Short task
In the material below, copy out verbatim every line from the one containing "Quality check round. The original labels for wheel" through the final line, both ends included.

Dataset extract

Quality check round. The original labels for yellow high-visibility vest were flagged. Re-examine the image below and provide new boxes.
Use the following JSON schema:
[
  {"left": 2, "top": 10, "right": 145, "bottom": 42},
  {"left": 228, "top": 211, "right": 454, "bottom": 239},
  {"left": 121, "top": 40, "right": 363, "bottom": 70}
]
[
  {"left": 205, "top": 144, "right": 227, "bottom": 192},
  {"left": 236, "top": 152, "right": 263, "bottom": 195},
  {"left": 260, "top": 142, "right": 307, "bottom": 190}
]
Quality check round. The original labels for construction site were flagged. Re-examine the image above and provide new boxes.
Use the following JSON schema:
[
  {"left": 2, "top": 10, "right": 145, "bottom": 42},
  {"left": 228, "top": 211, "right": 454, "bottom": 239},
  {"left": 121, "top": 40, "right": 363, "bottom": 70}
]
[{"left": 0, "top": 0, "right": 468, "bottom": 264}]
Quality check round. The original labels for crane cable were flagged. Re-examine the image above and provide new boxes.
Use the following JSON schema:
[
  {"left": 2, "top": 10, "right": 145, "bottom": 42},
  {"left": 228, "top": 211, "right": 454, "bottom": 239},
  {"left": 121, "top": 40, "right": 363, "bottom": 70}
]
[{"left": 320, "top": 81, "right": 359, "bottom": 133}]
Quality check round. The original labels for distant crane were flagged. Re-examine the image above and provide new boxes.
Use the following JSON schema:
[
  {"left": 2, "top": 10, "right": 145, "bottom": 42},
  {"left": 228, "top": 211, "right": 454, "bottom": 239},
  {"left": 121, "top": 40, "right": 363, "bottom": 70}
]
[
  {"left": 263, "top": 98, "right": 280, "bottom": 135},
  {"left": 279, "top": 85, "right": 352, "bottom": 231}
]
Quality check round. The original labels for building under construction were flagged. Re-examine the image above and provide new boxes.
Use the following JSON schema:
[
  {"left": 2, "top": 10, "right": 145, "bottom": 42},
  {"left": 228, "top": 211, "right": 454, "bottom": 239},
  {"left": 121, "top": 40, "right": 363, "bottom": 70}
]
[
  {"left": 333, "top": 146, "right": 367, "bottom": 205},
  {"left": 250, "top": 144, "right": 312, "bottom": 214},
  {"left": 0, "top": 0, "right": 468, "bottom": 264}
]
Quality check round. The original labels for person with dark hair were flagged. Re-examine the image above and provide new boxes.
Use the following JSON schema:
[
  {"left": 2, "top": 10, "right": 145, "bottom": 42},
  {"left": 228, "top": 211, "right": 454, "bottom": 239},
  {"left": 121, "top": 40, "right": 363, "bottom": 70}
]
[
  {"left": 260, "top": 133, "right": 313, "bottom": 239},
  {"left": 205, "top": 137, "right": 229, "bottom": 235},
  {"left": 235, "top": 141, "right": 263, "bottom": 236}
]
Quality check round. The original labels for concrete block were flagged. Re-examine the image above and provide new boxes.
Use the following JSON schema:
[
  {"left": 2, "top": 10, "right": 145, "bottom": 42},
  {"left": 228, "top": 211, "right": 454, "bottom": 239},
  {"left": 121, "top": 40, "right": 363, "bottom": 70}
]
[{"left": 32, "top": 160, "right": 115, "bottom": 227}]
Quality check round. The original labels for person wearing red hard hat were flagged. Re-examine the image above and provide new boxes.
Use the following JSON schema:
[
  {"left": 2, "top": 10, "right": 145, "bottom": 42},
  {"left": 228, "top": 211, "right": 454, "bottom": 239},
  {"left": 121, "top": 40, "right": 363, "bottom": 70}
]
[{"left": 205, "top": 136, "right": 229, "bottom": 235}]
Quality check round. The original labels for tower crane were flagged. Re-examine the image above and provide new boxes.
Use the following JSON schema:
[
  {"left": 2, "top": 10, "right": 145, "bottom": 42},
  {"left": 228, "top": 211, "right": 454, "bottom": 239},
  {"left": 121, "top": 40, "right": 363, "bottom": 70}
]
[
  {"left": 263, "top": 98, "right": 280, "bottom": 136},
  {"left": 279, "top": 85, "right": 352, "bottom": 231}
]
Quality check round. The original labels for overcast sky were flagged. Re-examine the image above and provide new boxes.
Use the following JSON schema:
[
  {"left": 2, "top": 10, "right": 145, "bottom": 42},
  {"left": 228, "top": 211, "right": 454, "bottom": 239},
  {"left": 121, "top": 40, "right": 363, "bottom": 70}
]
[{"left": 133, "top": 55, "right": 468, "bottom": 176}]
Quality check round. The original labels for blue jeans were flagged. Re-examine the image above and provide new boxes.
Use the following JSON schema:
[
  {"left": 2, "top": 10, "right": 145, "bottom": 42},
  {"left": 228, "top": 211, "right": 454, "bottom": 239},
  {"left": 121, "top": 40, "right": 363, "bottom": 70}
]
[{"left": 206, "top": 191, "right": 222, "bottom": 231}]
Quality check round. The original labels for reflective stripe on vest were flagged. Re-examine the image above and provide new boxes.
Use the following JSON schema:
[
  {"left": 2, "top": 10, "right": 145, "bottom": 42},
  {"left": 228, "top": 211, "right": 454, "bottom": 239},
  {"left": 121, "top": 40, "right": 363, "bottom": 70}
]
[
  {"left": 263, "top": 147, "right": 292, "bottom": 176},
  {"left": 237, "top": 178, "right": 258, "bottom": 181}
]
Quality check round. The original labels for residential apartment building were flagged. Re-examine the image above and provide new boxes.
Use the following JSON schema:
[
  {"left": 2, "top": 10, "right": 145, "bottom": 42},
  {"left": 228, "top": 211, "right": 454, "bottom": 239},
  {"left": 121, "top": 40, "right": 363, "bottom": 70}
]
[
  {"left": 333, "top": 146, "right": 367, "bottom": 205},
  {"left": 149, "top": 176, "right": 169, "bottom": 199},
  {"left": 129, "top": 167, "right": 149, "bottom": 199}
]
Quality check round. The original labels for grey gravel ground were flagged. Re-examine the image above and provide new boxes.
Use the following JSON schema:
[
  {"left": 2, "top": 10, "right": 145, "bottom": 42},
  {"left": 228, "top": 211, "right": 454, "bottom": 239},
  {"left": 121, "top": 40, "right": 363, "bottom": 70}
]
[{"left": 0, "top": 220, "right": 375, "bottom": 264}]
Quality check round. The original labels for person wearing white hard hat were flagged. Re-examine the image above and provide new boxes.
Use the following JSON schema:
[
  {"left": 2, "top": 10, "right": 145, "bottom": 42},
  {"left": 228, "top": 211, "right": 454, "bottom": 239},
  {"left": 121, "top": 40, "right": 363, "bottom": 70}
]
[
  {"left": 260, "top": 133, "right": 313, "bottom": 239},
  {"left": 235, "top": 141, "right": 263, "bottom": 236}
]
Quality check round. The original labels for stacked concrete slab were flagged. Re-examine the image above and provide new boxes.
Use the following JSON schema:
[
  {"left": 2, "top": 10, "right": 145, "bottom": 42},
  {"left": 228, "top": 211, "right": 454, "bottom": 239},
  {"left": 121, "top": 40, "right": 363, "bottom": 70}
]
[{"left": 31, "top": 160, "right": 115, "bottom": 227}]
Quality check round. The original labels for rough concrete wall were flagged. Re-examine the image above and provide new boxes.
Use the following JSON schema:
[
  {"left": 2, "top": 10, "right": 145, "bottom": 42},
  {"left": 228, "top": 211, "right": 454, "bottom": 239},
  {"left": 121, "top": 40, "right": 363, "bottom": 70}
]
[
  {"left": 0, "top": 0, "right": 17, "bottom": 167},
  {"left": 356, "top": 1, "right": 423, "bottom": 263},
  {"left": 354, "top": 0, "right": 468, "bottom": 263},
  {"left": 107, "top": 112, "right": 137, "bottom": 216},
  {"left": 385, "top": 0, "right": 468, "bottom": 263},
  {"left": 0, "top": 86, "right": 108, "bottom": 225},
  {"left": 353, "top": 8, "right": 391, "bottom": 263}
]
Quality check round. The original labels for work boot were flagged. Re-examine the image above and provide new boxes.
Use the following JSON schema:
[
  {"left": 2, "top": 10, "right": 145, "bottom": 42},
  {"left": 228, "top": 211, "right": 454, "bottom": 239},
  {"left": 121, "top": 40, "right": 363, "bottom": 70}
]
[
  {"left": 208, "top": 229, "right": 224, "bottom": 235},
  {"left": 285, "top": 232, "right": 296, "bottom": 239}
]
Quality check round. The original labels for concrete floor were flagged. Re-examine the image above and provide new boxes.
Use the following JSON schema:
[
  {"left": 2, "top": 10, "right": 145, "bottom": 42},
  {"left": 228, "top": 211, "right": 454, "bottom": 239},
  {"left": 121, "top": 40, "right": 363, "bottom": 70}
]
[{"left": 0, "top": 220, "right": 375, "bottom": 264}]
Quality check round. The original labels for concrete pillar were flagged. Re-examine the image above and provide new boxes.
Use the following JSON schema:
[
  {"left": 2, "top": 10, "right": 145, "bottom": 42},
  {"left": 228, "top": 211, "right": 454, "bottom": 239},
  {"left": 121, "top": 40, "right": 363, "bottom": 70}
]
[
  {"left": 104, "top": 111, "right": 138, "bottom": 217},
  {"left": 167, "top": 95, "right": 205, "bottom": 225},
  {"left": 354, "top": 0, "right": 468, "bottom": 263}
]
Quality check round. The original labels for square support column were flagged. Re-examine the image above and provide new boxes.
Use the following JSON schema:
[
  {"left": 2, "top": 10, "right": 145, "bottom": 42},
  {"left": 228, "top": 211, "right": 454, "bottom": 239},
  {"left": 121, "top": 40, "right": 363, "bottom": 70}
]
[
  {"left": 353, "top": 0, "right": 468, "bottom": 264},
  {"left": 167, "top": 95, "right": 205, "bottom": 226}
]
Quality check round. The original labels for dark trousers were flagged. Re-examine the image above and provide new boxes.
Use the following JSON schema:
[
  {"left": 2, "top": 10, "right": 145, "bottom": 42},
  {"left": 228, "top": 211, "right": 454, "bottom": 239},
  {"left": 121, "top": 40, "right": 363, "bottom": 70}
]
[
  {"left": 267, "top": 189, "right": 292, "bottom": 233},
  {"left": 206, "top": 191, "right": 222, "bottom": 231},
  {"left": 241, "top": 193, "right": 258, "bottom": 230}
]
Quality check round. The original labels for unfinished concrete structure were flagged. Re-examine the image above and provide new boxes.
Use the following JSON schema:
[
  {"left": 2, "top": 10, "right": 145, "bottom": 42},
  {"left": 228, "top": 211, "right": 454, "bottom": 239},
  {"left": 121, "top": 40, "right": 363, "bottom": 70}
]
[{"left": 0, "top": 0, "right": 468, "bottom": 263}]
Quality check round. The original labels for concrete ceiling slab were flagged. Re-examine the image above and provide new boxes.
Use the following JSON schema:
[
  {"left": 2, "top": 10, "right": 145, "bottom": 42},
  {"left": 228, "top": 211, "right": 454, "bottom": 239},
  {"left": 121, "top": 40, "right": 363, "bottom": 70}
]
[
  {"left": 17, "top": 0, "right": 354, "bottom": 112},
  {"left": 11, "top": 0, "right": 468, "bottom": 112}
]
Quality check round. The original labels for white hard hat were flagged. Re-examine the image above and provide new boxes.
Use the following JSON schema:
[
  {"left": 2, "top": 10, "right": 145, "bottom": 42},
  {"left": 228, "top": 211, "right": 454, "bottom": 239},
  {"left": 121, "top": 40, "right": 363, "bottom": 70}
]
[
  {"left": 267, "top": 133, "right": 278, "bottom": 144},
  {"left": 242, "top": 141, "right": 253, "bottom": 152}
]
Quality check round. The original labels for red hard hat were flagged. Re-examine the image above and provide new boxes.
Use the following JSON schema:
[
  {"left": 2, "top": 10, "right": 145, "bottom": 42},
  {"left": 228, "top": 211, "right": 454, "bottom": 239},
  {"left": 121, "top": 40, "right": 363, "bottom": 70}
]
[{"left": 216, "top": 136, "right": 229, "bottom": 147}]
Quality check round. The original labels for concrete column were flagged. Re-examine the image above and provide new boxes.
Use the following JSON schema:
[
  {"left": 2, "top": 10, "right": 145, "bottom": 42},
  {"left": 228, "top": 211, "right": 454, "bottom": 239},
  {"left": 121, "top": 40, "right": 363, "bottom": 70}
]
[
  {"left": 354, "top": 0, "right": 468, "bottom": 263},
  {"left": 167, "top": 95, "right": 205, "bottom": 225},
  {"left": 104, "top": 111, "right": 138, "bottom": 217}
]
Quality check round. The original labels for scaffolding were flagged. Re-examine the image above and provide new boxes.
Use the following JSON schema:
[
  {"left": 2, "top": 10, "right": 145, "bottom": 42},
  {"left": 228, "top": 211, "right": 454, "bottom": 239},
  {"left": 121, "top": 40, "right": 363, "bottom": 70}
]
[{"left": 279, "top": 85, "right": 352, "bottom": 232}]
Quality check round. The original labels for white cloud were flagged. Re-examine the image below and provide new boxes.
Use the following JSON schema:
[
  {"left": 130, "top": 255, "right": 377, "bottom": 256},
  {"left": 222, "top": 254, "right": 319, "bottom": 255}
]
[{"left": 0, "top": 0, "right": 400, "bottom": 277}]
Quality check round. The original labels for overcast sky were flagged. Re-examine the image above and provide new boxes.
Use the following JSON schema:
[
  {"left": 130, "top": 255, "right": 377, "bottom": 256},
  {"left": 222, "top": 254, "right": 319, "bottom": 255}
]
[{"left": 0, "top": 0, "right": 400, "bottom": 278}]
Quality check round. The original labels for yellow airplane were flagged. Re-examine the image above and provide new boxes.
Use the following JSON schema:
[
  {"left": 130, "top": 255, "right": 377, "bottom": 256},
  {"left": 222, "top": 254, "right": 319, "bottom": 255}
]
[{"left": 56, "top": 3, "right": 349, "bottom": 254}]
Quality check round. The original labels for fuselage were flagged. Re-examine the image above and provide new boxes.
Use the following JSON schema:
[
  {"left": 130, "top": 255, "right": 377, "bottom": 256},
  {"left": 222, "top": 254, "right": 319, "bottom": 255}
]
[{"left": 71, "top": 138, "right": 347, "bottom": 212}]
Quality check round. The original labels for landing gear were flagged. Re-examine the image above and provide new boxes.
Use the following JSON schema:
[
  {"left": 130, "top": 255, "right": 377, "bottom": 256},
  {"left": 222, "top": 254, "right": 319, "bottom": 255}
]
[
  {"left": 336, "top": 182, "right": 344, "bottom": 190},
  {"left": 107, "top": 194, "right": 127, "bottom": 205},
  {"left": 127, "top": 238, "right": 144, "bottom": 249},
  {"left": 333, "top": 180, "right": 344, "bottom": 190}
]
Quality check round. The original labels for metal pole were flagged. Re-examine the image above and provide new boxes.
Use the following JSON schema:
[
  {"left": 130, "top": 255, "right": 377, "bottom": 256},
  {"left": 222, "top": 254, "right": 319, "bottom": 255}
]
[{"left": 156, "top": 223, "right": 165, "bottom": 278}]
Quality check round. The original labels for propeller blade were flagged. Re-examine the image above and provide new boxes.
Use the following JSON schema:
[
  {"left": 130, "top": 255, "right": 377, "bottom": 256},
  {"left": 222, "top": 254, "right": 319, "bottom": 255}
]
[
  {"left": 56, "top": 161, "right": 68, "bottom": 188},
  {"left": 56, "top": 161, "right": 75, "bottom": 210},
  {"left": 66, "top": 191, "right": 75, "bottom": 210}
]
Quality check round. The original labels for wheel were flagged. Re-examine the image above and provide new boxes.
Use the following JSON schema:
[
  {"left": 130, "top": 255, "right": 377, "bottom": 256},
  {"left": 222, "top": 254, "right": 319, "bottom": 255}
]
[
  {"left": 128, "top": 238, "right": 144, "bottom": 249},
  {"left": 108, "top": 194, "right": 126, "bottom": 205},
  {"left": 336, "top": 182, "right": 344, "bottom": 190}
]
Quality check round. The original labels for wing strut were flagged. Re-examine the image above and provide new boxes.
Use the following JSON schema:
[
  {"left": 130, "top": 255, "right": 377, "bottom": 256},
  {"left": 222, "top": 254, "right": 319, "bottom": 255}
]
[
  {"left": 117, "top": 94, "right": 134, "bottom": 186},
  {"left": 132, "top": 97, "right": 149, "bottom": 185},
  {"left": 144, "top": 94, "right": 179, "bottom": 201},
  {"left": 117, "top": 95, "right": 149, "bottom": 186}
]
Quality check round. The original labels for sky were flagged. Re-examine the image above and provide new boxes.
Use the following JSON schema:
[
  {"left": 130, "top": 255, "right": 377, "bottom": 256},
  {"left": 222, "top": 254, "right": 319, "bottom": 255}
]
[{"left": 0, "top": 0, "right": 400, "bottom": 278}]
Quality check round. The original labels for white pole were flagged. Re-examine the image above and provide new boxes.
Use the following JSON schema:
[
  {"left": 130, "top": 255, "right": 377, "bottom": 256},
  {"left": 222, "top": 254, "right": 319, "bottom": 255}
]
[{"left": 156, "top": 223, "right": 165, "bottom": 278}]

Right answer
Quality check round. The original labels for wheel were flagged. Re-examine the image above and provide new boxes.
Use the following JSON schema:
[
  {"left": 130, "top": 255, "right": 377, "bottom": 256},
  {"left": 222, "top": 254, "right": 319, "bottom": 255}
]
[
  {"left": 128, "top": 238, "right": 144, "bottom": 249},
  {"left": 108, "top": 194, "right": 126, "bottom": 205},
  {"left": 336, "top": 182, "right": 344, "bottom": 190}
]
Quality check round. The original labels for wing strut were flagged. Re-examine the image above and provide new boxes.
Use the following JSON schema:
[
  {"left": 130, "top": 255, "right": 377, "bottom": 256},
  {"left": 222, "top": 254, "right": 319, "bottom": 255}
]
[
  {"left": 117, "top": 94, "right": 134, "bottom": 186},
  {"left": 132, "top": 97, "right": 149, "bottom": 185},
  {"left": 144, "top": 94, "right": 179, "bottom": 201},
  {"left": 117, "top": 95, "right": 149, "bottom": 186}
]
Quality check round. The original labels for sky were flagged. Re-examine the image above and provide new boxes.
Use the following JSON schema:
[
  {"left": 130, "top": 255, "right": 377, "bottom": 256},
  {"left": 222, "top": 254, "right": 319, "bottom": 255}
]
[{"left": 0, "top": 0, "right": 400, "bottom": 278}]
Quality check round. The original labels for white pole were flagged. Re-examine the image above and provide new boxes.
Use the following JSON schema:
[
  {"left": 130, "top": 255, "right": 377, "bottom": 256},
  {"left": 222, "top": 254, "right": 319, "bottom": 255}
]
[{"left": 156, "top": 223, "right": 165, "bottom": 278}]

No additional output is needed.